[Saved entries]
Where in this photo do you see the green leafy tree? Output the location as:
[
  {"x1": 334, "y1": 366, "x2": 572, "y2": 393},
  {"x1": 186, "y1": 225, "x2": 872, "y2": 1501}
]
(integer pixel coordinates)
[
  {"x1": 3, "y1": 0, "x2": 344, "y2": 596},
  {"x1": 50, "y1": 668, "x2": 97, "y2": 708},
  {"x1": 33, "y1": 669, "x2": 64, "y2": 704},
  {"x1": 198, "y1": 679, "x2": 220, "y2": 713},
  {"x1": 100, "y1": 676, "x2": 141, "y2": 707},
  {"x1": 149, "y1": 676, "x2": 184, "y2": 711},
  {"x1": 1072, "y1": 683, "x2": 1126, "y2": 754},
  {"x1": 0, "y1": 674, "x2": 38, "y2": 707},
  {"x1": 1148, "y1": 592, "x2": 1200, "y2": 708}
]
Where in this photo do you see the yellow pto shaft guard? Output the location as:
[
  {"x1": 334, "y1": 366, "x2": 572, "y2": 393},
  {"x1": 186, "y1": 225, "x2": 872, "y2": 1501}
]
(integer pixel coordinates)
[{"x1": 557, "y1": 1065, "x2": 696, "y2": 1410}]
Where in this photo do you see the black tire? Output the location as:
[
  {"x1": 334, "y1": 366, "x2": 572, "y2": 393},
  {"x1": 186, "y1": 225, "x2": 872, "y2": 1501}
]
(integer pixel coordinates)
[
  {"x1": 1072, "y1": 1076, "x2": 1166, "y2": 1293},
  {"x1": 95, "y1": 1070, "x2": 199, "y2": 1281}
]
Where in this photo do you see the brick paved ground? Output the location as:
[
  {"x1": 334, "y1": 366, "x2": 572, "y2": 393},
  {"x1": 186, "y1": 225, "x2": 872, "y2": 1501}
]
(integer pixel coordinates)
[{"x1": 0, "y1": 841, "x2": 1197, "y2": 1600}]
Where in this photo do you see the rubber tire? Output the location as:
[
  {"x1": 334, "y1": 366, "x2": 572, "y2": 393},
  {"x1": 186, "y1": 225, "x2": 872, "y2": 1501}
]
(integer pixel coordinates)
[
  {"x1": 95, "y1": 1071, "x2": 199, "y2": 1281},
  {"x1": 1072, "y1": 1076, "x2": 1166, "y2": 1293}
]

# Activity:
All of the entries above need to be output again exactly.

# Solution for this task:
Where in this photo do you see the green leafy tree? Output the location as:
[
  {"x1": 334, "y1": 366, "x2": 572, "y2": 393},
  {"x1": 186, "y1": 225, "x2": 872, "y2": 1501}
]
(integer pixel coordinates)
[
  {"x1": 3, "y1": 0, "x2": 344, "y2": 596},
  {"x1": 50, "y1": 668, "x2": 97, "y2": 708},
  {"x1": 33, "y1": 669, "x2": 64, "y2": 704},
  {"x1": 198, "y1": 679, "x2": 220, "y2": 713},
  {"x1": 100, "y1": 676, "x2": 141, "y2": 707},
  {"x1": 149, "y1": 676, "x2": 184, "y2": 711},
  {"x1": 1072, "y1": 683, "x2": 1126, "y2": 754},
  {"x1": 0, "y1": 674, "x2": 38, "y2": 707},
  {"x1": 1148, "y1": 592, "x2": 1200, "y2": 708}
]
Where in this photo do you see the yellow pto shaft guard? Output the location as:
[
  {"x1": 334, "y1": 366, "x2": 572, "y2": 393},
  {"x1": 186, "y1": 225, "x2": 872, "y2": 1501}
]
(integer pixel coordinates)
[{"x1": 557, "y1": 1065, "x2": 696, "y2": 1410}]
Where in this photo do you see the black tire? Output the location as:
[
  {"x1": 334, "y1": 366, "x2": 572, "y2": 393},
  {"x1": 186, "y1": 225, "x2": 872, "y2": 1501}
]
(integer pixel coordinates)
[
  {"x1": 1072, "y1": 1076, "x2": 1166, "y2": 1293},
  {"x1": 95, "y1": 1070, "x2": 199, "y2": 1281}
]
Where in this photo do you see the brick paved ground? Output the location as:
[
  {"x1": 334, "y1": 366, "x2": 572, "y2": 393},
  {"x1": 186, "y1": 225, "x2": 872, "y2": 1501}
]
(integer pixel coordinates)
[{"x1": 0, "y1": 841, "x2": 1197, "y2": 1600}]
Where in this photo do you see the rubber tire? Output the location as:
[
  {"x1": 334, "y1": 366, "x2": 572, "y2": 393},
  {"x1": 186, "y1": 225, "x2": 872, "y2": 1501}
]
(integer pixel coordinates)
[
  {"x1": 95, "y1": 1071, "x2": 199, "y2": 1281},
  {"x1": 1072, "y1": 1076, "x2": 1166, "y2": 1293}
]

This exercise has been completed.